= Task directions =
In the copy you make of the entries, no picture should appear, and every word must match.

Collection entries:
◇ ◇ ◇ ◇ ◇ ◇ ◇
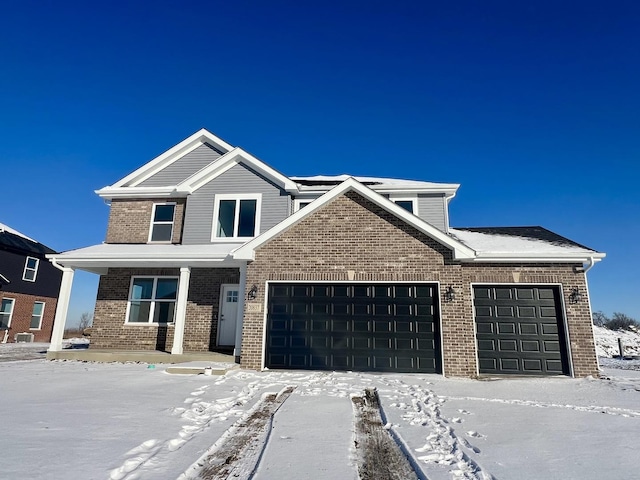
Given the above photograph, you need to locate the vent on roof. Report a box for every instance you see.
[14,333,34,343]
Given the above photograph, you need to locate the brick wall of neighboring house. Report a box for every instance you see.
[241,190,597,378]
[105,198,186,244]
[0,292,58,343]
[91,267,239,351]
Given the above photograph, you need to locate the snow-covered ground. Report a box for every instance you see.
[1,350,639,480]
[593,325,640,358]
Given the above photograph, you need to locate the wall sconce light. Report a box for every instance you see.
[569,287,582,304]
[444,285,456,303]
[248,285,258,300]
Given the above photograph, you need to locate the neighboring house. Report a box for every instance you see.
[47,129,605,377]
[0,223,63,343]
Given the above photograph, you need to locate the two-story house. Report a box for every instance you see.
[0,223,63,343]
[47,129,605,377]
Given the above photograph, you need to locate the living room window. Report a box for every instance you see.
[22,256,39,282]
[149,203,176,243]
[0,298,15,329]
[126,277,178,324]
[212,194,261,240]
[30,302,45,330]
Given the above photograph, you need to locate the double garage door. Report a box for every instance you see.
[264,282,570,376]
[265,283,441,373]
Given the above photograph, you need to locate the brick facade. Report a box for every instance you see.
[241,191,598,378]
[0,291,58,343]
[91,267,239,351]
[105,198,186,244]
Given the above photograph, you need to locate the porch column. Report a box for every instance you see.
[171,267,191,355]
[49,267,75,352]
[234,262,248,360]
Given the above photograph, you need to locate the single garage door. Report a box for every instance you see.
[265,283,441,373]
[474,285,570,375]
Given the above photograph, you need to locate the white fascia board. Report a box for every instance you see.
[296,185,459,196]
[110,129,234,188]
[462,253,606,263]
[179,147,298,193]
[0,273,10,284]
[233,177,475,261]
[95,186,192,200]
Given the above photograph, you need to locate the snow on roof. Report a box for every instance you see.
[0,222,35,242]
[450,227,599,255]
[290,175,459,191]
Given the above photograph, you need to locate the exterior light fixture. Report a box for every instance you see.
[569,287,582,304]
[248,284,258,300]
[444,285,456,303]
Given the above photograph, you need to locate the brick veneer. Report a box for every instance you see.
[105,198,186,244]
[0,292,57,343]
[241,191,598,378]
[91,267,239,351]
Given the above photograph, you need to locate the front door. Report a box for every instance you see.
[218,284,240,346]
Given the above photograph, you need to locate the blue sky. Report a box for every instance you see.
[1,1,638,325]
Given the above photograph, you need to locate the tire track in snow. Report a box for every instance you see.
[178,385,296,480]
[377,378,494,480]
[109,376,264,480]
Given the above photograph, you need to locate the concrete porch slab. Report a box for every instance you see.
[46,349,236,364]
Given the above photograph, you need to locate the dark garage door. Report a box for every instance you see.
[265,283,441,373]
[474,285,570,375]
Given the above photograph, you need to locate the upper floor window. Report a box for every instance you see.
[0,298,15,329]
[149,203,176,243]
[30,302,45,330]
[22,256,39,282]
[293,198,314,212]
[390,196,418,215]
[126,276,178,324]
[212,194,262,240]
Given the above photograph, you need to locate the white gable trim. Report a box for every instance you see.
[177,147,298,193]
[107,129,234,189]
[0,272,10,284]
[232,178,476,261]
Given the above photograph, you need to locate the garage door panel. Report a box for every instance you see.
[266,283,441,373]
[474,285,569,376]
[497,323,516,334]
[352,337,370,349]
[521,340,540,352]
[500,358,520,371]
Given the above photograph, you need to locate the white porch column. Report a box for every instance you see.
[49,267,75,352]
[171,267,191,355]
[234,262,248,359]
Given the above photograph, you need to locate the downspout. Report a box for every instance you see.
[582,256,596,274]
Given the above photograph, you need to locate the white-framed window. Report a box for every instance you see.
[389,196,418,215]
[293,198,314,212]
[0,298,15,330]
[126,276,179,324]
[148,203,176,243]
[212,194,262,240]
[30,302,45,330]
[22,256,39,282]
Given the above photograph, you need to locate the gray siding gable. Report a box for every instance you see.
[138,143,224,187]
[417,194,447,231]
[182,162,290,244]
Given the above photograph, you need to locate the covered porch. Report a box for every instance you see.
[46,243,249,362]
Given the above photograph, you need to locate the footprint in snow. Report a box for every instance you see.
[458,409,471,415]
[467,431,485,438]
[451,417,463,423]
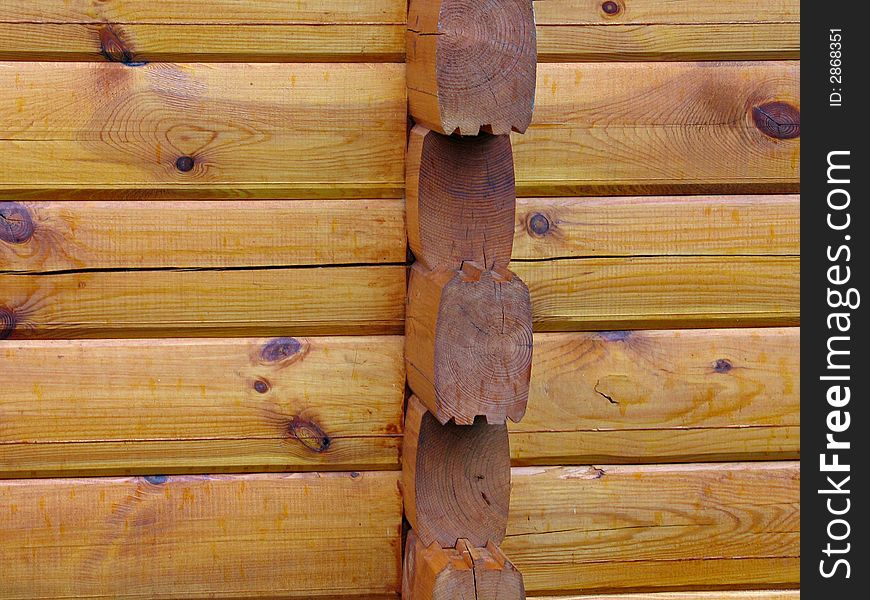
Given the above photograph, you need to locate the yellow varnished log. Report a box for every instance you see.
◇ ◇ ◇ ◇ ◇ ◇ ◇
= Response =
Given the above photograph, you need to locate the vent on roof. Report a box for every instance you see.
[14,333,34,343]
Given the above photograph, you need to locate the brick wall of neighboring house. Report a box for every instance you see.
[241,190,597,378]
[105,198,186,244]
[0,292,58,343]
[91,267,239,351]
Given the above photograph, you need to locate the snow-covered ground. Report a box for every instance you see.
[1,350,639,480]
[593,325,640,358]
Given the above photograph, you need to locate the wall sconce light. Report a box for every instance you see.
[569,287,582,304]
[444,285,456,303]
[248,285,258,300]
Given the above photograph, you need to locate the neighboring house. Report a box for every instance you see.
[47,129,605,377]
[0,223,63,343]
Given the above photograph, you need to locate the two-story house. Report a box for every instance you see.
[0,223,63,343]
[47,129,605,377]
Given the above photograph, you need to locate the living room window. Report a box for every instance you see.
[22,256,39,282]
[149,203,176,243]
[0,298,15,329]
[126,277,178,324]
[212,194,261,240]
[30,302,45,330]
Given the above photograph, you need to locate the double garage door. Report a box for every instance you see.
[264,282,570,376]
[265,283,441,373]
Given the above photograph, you need to locate the brick facade. Report a box for every instance you see.
[241,191,598,378]
[0,291,58,343]
[91,267,239,351]
[105,198,186,244]
Given the above photograph, you need to locate the porch column. Report a box for every instance you see.
[171,267,191,355]
[49,267,75,352]
[234,262,248,360]
Given the above photograph, you need to locate the single garage door. Report a box for every instance you see.
[265,283,441,373]
[474,285,570,375]
Given the above photograph, you need to locate the white fascia board. Report a box for every instance you see.
[296,185,459,196]
[110,129,234,188]
[462,253,606,263]
[179,147,298,193]
[0,273,10,284]
[233,177,475,261]
[95,186,192,200]
Given the above photograph, you need to locate the snow on roof. Report a box for every instance you see.
[0,222,35,242]
[450,227,599,255]
[290,175,459,191]
Given the above photograph, you need to locate the exterior light fixture. Report a box for every instance you see.
[569,287,582,304]
[248,284,258,300]
[444,285,456,303]
Given the above photograph, you need to locate the brick veneer. Report a box for every instance you see.
[105,198,186,244]
[0,292,57,343]
[241,191,598,378]
[91,267,239,351]
Given the above photograph, you need to locate the front door. Report a box for every instance you see.
[218,284,240,346]
Given the above photograph, you need to locate the blue sky. Report a box for every instance you see.
[1,1,638,325]
Given the above photograph, you need to locate the tire track in snow. Report a box for every instance you see.
[178,385,296,480]
[377,378,494,480]
[109,376,264,480]
Given the above photograph, you need to locate the concrete porch slab. Report a box for every instance you see.
[46,349,236,364]
Given the above photograph, you need to locate the dark garage door. Report a box for every instance you see.
[265,283,441,373]
[474,285,570,375]
Given the above photograph, you need to locate the upper floor window. Report a box for every instance you see.
[0,298,15,329]
[149,203,176,243]
[30,302,45,330]
[22,256,39,282]
[293,198,314,212]
[390,196,418,215]
[126,276,178,324]
[212,194,262,240]
Given the above photograph, you need to locate the white gable trim. Report a box for every instance you see.
[177,147,298,193]
[107,129,234,189]
[0,272,10,284]
[232,178,476,261]
Given the above photograph, you need to locate the garage door panel. Report a box for every instance you see.
[266,283,441,373]
[474,285,569,376]
[497,323,516,334]
[352,337,370,349]
[521,340,540,352]
[500,358,520,371]
Given the above photograph, you need to locate the white porch column. Report a box for every instance you see.
[49,267,75,352]
[171,267,191,355]
[234,262,248,359]
Given the above photograph, you need to locate the downspout. Report a box for every instance you see.
[582,256,596,274]
Given the above photograph, you need to locate the white-framed window. Report a box for every instance you see.
[389,196,418,215]
[293,198,314,212]
[0,298,15,330]
[126,276,179,324]
[148,203,176,243]
[212,194,262,240]
[30,302,45,330]
[22,256,39,282]
Given the above photograph, you need to locate the gray siding gable. Report a box for every instance you see.
[138,143,224,187]
[417,194,447,231]
[182,162,290,244]
Given the above photograph, you need to locate the covered porch. Report a box for every instance you see.
[46,243,249,362]
Given the above photograph, you need to locate the footprint in snow. Report a box for every instance you see.
[458,409,471,415]
[467,431,485,438]
[451,417,463,423]
Given the above photograph, you need to locate the yellow varnished log. Report a box for every instance you see.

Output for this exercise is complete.